### YOUR ASSIGNMENT
Below are some records; write them all out again exactly.

### SOURCE MATERIAL
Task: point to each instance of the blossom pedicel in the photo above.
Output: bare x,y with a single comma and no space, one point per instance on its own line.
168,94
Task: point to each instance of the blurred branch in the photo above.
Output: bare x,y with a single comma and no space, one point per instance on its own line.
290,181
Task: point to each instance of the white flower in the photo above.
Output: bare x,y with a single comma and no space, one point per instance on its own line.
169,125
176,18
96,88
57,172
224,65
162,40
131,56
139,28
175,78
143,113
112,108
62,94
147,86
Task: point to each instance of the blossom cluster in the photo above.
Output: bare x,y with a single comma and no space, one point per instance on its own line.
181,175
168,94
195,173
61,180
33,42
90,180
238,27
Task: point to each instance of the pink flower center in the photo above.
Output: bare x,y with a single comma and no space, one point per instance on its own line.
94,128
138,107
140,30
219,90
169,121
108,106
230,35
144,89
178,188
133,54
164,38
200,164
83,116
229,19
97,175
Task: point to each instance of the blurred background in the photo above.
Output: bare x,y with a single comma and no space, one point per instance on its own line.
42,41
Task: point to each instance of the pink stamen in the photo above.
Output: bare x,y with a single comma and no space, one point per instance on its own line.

### ANSWER TO THIS PROBLEM
Task: point to each instance of the blossom pedicel in the photo above.
Output: bare x,y with a single comma and no space, one point per instance on its own line.
168,94
Task: point to each instance of the blurred branch in the photo above.
Output: bare x,y with a single comma and no space, one point per instance on its own line.
290,181
Task: point to each instance of the white flower in the photo above.
Output: bare x,y with a single comma and no space, one point per instance on its own line.
169,125
176,18
96,88
57,172
224,65
162,40
131,56
139,28
175,78
143,113
112,108
62,94
147,86
Task: point to each instance of the blossom cluster in the photo above.
Output: bare x,y with a single comma and no space, one point per instance on its own line.
181,175
168,94
195,173
61,180
33,42
90,180
238,27
Task: point to each instance of the pink flower center in the photo above.
Output: bare x,y with a single comma and no space, one point per instance on its own line.
94,128
138,107
140,30
219,90
169,121
108,106
230,35
144,89
178,188
133,54
164,38
200,164
83,116
229,19
97,175
Task: point to each instance of the blurred background in the photo above.
Output: bare x,y with a single comma and no space, one point per instance on its own line.
42,41
Task: point to each instance of the pink stamen in the photo above.
Output: bare x,y with a single comma and no space, one point per instance on its own line.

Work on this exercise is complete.